- ACTIVITY: For the passage on David Strauss below, decide whether each statement agrees with it: (a) Schweitzer divided research on the historical Jesus into two broad periods defined by Strauss; (b) Strauss claimed the sources contain no historical facts at all; (c) according to Borg, Strauss's definition of myth has had a lasting impact. Answer yes or no for each and quote the deciding words.

- GIVEN PASSAGE:
Albert Schweitzer wrote in The Quest of the Historical Jesus (1906; 1910) that Strauss's arguments "filled in the death-certificates of a whole series of explanations which, at first sight, have all the air of being alive, but are not really so." He adds that there are two broad periods of academic research in the quest for the historical Jesus, namely, "the period before David Strauss and the period after David Strauss."

According to Peter C. Hodgson and James C. Livingston, David Strauss was the first one to raise the question about Jesus's historical character and open the way to separate Jesus from the Christian faith. In Strauss's "Life of Jesus", he disagreed with the previous ideas that historical Jesus can be easily reconstructed in conjunction with New Testament Manuscripts. Strauss pointed out that Christian tradition is fundamentally mythical, and that while he did not claim that there are no historical facts in the sources, there is too little evidence to reconstruct the historical image of Jesus to serve the Christian faith. Raising critical questions about Jesus's historical image made Strauss an important figure in the field of theology.

Marcus Borg has suggested that "the details of Strauss's argument, his use of Hegelian philosophy, and even his definition of myth, have not had a lasting impact. Yet his basic claims—that many of the gospel narratives are mythical in character, and that 'myth' is not simply to be equated with 'falsehood'—have become part of mainstream scholarship. What was wildly controversial in Strauss's time has now become one of the standard tools of biblical scholars."

One of the more controversial interpretations that Strauss introduced to the understanding of the historical Jesus, is his interpretation of Virgin Birth. In the Demythologization, Strauss's response was reminiscent of the German Rationalist movement in Protestant theology. According to Strauss, Jesus' Virgin Birth was added to the biography of Jesus as a legend in order to honor him in the way that Gentiles honored great historical figures. However, Strauss believed that the greater honor for Christ would have been to omit the Virgin Birth anecdote and to recognize Joseph as his legitimate father.

It has been claimed that Strauss's popularity was due as much to his clear and captivating style as to the logical force of his arguments.

==Works==
All of Strauss's works—save Christliche Glaubenslehre—were published in a collected edition in 12 volumes by Eduard Zeller. Strauss's Ausgewählte Briefe appeared in 1895.

- DATA SUPPLIED:
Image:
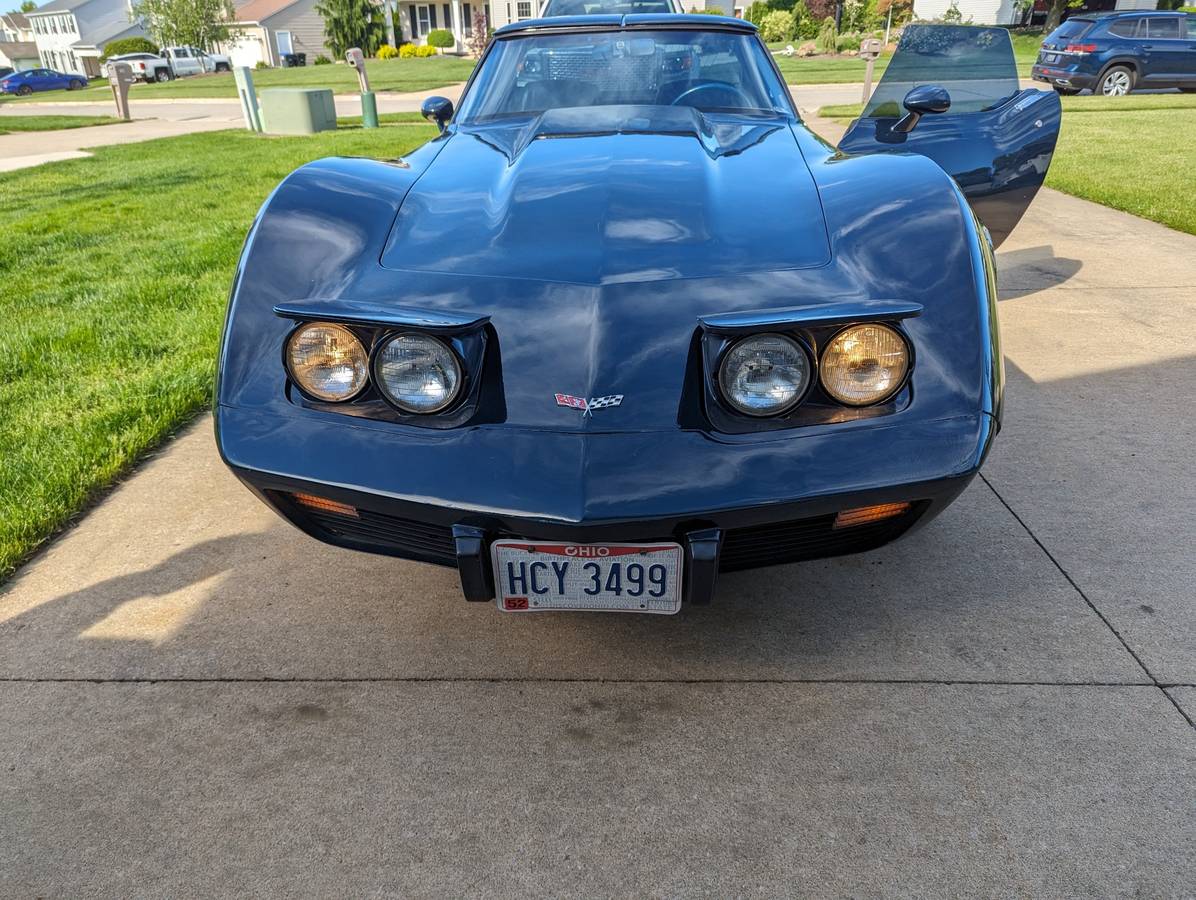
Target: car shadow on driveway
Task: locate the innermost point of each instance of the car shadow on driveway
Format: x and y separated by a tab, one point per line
968	598
1032	269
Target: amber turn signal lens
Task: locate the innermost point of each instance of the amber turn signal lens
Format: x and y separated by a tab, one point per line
864	515
324	506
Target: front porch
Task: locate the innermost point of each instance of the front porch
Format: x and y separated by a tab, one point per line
416	19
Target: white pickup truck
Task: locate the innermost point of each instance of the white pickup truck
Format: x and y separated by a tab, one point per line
176	62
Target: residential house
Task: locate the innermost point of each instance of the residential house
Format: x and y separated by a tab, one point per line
17	47
71	34
1007	12
267	30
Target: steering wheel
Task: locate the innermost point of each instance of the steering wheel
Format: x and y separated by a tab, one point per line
679	100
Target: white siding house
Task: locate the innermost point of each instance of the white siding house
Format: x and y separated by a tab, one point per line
71	34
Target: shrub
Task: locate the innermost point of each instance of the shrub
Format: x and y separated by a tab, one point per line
827	36
128	44
779	25
756	12
806	25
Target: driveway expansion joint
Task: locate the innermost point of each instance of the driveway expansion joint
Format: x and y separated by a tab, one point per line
1091	605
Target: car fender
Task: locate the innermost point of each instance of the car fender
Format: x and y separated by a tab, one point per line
340	212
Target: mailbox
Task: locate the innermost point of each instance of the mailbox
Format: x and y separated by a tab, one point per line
358	60
120	77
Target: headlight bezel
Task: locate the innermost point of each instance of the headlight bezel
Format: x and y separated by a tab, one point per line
803	347
899	384
299	329
463	387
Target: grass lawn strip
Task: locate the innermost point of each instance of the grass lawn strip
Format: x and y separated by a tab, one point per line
113	311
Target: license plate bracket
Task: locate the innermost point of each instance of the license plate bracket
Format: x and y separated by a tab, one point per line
541	576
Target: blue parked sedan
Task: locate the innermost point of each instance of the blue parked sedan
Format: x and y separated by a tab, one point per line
30	80
1118	53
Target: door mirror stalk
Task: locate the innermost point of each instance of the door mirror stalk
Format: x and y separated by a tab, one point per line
927	99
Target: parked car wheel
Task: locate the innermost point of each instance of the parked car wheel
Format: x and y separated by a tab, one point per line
1117	81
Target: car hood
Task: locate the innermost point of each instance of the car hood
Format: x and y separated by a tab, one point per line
614	194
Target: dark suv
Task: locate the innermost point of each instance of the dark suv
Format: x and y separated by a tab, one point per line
1116	53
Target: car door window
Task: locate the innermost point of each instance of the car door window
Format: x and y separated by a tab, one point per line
1163	28
1124	28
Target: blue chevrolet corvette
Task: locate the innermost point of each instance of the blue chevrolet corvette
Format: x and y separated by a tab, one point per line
627	323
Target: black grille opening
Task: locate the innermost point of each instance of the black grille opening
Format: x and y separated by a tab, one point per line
385	533
780	543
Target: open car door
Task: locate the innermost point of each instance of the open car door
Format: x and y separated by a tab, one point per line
995	139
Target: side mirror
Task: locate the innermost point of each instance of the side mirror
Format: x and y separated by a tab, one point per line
437	109
920	102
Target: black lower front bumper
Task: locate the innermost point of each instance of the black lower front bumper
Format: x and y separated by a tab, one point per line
725	540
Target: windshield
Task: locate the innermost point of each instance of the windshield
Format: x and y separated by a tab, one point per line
606	7
709	71
975	63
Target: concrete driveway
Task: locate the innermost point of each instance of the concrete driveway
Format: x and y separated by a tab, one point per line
197	699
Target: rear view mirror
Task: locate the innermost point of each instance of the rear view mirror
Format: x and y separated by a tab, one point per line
437	109
927	99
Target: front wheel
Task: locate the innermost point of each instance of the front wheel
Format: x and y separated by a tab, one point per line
1116	81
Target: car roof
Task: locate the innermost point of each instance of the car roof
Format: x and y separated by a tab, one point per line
656	19
1126	14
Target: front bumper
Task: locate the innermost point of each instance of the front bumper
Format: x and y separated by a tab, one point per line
443	499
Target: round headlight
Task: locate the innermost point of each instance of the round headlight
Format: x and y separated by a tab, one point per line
764	374
864	365
418	373
328	361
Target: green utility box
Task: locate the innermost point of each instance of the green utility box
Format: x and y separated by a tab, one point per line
297	110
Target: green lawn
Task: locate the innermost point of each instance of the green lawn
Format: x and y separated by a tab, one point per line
384	75
1121	152
10	124
849	69
113	310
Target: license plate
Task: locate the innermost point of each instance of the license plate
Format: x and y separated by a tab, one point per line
532	576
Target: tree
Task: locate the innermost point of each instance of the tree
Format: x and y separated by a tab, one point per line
1055	13
187	23
777	26
481	29
128	44
352	23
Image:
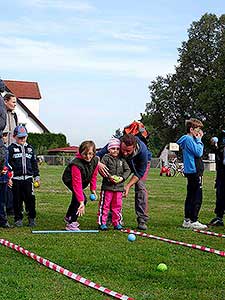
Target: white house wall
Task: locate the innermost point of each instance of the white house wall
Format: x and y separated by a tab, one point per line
32	105
30	124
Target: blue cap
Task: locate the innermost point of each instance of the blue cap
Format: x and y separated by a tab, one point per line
20	131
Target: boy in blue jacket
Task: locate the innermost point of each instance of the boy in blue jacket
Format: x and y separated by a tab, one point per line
192	148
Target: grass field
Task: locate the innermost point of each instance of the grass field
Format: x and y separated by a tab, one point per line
108	258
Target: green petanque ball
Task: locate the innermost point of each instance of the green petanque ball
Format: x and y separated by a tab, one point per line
162	267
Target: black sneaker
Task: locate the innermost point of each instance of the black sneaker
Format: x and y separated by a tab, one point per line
6	225
216	222
31	222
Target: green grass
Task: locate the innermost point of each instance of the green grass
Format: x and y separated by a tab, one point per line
108	258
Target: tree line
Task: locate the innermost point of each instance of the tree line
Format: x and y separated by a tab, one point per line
196	89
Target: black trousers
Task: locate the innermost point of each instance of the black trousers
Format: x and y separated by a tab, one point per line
220	195
23	192
73	208
193	200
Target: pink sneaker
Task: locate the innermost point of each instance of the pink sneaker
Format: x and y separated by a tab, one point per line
73	226
67	219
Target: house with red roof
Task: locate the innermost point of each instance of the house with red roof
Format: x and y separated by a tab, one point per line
28	102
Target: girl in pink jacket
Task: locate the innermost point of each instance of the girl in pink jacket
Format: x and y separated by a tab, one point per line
81	172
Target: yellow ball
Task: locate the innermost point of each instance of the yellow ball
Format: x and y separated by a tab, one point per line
162	267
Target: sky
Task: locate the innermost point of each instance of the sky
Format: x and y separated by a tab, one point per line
94	60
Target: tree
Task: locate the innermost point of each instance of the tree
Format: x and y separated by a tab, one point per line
196	89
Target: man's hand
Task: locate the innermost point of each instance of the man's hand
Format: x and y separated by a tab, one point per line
116	179
126	191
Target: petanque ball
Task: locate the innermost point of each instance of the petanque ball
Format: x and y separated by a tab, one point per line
162	267
131	237
92	197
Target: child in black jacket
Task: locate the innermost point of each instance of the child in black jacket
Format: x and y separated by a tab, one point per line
25	168
219	149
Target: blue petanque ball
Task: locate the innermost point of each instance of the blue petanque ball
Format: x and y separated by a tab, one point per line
92	197
162	267
131	237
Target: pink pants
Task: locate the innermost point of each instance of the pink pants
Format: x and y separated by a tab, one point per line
110	200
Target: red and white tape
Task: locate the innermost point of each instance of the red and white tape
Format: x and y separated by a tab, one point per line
63	271
193	246
209	233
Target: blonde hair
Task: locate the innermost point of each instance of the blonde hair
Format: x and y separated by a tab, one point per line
85	146
193	123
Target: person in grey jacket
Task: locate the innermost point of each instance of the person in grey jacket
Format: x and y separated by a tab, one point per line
113	186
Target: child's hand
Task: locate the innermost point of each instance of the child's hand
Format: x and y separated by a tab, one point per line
81	209
103	170
4	170
116	179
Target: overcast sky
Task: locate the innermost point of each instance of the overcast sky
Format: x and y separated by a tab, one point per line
94	60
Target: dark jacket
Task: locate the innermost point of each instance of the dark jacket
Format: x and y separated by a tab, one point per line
22	160
137	162
5	178
117	166
2	115
86	168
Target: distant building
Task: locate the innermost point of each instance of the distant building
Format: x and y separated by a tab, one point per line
28	100
64	150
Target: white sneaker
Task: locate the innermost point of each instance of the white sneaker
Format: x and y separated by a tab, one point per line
186	223
198	225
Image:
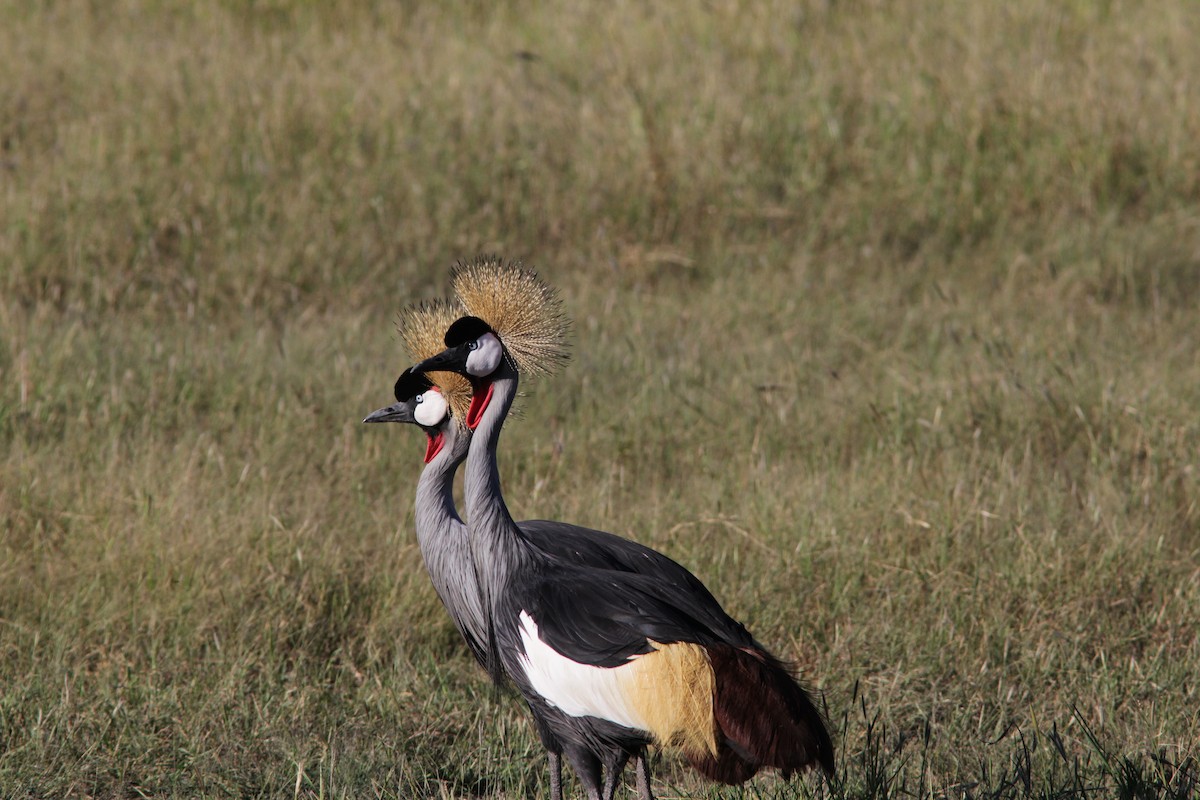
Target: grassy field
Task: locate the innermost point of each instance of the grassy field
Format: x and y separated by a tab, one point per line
885	325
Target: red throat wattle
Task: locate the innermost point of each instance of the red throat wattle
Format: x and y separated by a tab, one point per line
479	401
433	446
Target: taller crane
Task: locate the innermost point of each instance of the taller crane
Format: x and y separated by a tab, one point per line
623	657
441	410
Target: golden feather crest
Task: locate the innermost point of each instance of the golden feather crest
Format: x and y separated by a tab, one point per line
525	311
421	328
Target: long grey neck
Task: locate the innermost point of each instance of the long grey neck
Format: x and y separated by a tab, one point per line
498	545
445	543
436	515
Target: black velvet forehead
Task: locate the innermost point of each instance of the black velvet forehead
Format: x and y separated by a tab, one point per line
411	384
466	329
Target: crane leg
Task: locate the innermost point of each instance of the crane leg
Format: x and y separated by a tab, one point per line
642	765
587	768
615	764
556	775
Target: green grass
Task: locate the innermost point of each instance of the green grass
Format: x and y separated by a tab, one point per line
885	325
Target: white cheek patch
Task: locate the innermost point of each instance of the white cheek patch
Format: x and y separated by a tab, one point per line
431	409
486	358
579	690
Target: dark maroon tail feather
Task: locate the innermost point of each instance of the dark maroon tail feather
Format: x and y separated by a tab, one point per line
766	716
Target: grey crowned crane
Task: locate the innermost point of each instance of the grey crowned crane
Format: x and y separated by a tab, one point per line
613	660
439	409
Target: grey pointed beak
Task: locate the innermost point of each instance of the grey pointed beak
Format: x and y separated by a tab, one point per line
449	360
394	413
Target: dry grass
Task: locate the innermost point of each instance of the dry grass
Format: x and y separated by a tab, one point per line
885	325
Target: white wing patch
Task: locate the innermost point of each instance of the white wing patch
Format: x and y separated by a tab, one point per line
579	690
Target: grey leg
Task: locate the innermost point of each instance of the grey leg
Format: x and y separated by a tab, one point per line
556	775
642	765
615	764
587	768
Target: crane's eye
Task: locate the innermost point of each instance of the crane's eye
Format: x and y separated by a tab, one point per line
431	408
484	355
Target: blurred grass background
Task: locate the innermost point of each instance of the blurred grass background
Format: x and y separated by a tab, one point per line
886	326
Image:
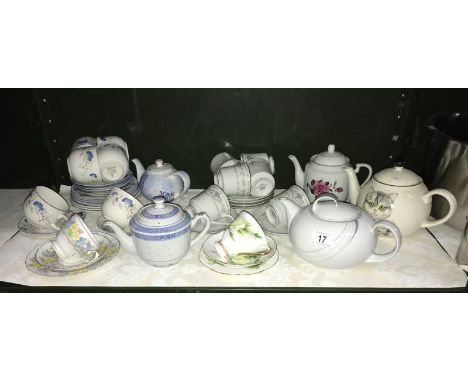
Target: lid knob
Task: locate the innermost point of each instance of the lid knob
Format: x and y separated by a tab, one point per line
158	202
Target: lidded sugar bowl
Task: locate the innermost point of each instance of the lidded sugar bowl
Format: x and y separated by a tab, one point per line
160	233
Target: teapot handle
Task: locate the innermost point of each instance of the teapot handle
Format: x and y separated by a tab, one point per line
204	216
369	168
427	198
185	180
375	257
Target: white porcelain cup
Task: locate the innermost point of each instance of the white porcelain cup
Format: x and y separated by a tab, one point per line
75	243
44	208
262	182
84	142
234	180
113	140
113	162
244	235
213	201
275	211
222	160
245	157
119	206
83	165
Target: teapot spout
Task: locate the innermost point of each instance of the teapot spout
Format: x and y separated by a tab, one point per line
291	208
139	167
354	187
298	172
126	240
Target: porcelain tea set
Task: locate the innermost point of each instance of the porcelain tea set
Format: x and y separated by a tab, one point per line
332	221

- TASK RESULT:
(a) Yes: "the period before David Strauss and the period after David Strauss."
(b) No: "while he did not claim that there are no historical facts in the sources"
(c) No: "and even his definition of myth, have not had a lasting impact."